Task directions:
Which lines in the data below contain the word "drawer"? Identify and copy each one, treating uppercase and lowercase letters as distinct.

##### Input for this task #####

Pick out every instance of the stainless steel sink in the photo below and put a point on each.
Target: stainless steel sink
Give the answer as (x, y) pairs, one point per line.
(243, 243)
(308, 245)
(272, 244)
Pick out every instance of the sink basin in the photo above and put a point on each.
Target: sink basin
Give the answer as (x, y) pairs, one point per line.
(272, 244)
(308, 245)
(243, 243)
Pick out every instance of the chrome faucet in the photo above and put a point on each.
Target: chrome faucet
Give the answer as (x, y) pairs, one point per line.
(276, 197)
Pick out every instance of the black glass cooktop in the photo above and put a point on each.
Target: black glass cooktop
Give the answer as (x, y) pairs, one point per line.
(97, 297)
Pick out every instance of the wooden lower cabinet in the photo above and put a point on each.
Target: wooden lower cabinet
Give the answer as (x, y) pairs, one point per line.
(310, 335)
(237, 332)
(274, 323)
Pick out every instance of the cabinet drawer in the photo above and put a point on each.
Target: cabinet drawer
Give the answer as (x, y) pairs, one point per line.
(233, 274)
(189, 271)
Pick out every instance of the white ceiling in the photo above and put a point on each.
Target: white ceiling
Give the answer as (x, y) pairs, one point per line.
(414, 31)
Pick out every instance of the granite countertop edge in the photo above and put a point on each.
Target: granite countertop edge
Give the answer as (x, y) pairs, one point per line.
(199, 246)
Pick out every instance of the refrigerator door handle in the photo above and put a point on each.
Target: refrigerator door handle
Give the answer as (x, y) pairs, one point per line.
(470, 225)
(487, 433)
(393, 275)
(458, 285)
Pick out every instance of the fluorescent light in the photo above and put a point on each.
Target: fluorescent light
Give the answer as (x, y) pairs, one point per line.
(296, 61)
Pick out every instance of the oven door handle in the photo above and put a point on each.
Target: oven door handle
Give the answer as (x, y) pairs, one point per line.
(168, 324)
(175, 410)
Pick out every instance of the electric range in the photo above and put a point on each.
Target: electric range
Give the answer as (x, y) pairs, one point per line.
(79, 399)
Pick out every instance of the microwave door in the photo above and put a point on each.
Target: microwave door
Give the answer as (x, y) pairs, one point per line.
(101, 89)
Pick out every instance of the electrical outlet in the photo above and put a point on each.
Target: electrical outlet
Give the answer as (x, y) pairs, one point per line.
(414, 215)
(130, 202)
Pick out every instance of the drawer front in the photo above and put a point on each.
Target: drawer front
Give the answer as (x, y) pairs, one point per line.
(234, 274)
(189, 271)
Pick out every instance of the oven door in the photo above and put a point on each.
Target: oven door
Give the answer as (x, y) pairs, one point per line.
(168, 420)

#####
##### Input for this task #####

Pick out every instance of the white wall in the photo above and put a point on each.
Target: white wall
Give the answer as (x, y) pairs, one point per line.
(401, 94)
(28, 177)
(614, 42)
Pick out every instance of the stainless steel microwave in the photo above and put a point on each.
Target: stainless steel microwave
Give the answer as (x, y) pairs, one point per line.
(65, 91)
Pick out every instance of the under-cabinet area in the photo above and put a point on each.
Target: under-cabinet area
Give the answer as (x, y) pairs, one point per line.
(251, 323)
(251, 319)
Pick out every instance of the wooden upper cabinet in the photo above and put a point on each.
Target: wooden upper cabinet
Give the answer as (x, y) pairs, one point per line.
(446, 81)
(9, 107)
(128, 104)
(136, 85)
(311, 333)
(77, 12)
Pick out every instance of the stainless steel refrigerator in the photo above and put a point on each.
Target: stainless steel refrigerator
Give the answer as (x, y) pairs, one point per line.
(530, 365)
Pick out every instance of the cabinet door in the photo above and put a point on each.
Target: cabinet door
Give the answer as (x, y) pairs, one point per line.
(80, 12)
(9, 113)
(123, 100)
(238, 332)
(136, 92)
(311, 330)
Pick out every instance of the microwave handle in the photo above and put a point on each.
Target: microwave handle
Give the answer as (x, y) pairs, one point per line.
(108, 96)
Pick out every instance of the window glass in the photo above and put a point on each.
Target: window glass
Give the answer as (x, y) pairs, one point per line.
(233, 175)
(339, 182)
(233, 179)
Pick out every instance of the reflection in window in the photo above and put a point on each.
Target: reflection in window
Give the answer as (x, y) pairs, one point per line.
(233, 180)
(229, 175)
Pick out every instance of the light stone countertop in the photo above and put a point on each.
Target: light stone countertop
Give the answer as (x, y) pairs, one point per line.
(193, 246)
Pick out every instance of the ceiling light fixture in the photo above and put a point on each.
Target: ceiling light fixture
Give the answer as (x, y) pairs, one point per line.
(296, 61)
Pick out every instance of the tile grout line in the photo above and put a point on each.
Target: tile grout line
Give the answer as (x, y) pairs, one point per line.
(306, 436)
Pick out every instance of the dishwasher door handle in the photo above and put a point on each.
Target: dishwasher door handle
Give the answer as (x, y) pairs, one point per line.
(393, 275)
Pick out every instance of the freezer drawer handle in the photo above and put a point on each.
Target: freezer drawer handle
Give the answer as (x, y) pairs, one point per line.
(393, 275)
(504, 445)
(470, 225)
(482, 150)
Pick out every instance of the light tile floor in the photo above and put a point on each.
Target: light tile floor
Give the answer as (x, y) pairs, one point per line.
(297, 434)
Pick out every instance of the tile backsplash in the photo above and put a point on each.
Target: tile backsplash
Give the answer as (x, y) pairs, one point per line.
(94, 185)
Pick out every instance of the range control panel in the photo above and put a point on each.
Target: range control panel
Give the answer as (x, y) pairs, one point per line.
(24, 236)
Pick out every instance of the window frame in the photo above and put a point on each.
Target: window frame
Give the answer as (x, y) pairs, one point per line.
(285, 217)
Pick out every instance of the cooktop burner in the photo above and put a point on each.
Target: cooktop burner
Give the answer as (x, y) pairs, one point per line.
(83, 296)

#####

Full output:
Pick out every instance of the cabinet drawer in the photo above and put a point on each.
Target: cabinet drawer
Pick out every instance of the drawer front in the photo above and put a point on each.
Target: drawer front
Pick out every instance of the freezer drawer handle in the photo above and put a point on each.
Target: freezer drawer handle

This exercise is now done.